Source document
— Start —
Copyright 1998 Kansas State University
R.R. Chianelli1, M.J. Yácaman2,3, J. Arenas3, and F. Aldape3
1Chemistry Department, Physical Sciences Building, University of Texas at El Paso, Texas,
79968-0513. Phone: (915)-747-7555, Fax: (915)-747-5748; 2Instituto de Física, Universidad
Nacional Autónoma de México, Apdo. Postal20-364, Delegación Alvaro Obregón, 01000
México, D. F., México; and 3Instituto Nacional de Investigaciones Nucleares (ININ), Carr,
México-Toluca, km 36.5, Salazar, Edo de México, Phone: (525)518-4150, Fax: (525)616-1535
Atmospheric aerosols which occur above heavily polluted areas such as Mexico City, are characterized and found
to be complex materials that have the potential to accelerate important ozone-forming reactions photocatalytically
and thermocatalytically. In addition, because the particles are respirable, they may represent a considerable health
hazard. The aerosols consist of two intermixed components. The first component consists of amorphous
carbonaceous materials of variable composition with "fullerene like" materials dispersed throughout. The second
component is an inorganic material consisting of nanoparticles of oxides and sulfides "supported" on clay minerals.
This inorganic component has all of the characteristics of an airborne photocatalyst.
Nanoparticles of Fe2O3, MnO2 and FeS2 have demonstrated catalytic properties, particularly when they occur in
the nanoparticle range, as they do in the subject aerosol materials. These materials have band-gaps that occur in
the broad solar spectrum enhancing the photocatalytic adsorption of solar radiation beyond that of the wider bandgap
aluminosilicate and titanate materials, which also occur in aerosols. In addition, the materials are acidic and
probably are coated with moisture when suspended in air, further enhancing their catalytic ability to crack
hydrocarbons and create free radicals.
— End —
Material
— Start —
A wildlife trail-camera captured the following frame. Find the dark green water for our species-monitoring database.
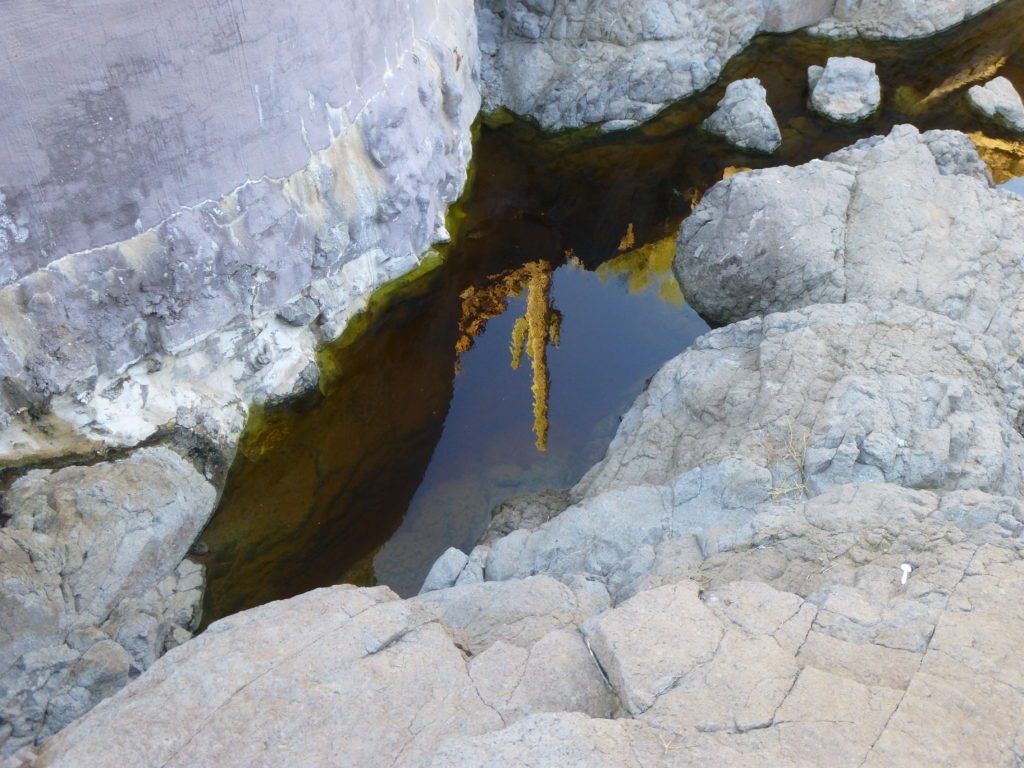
— End —
Brief
From the passage on Mexico City aerosols, pull out the words starting at "This inorganic component" and ending at "create free radicals.", copied without changes.

Task answer
This inorganic component has all of the characteristics of an airborne photocatalyst.
Nanoparticles of Fe2O3, MnO2 and FeS2 have demonstrated catalytic properties, particularly when they occur in
the nanoparticle range, as they do in the subject aerosol materials. These materials have band-gaps that occur in
the broad solar spectrum enhancing the photocatalytic adsorption of solar radiation beyond that of the wider bandgap
aluminosilicate and titanate materials, which also occur in aerosols. In addition, the materials are acidic and
probably are coated with moisture when suspended in air, further enhancing their catalytic ability to crack
hydrocarbons and create free radicals.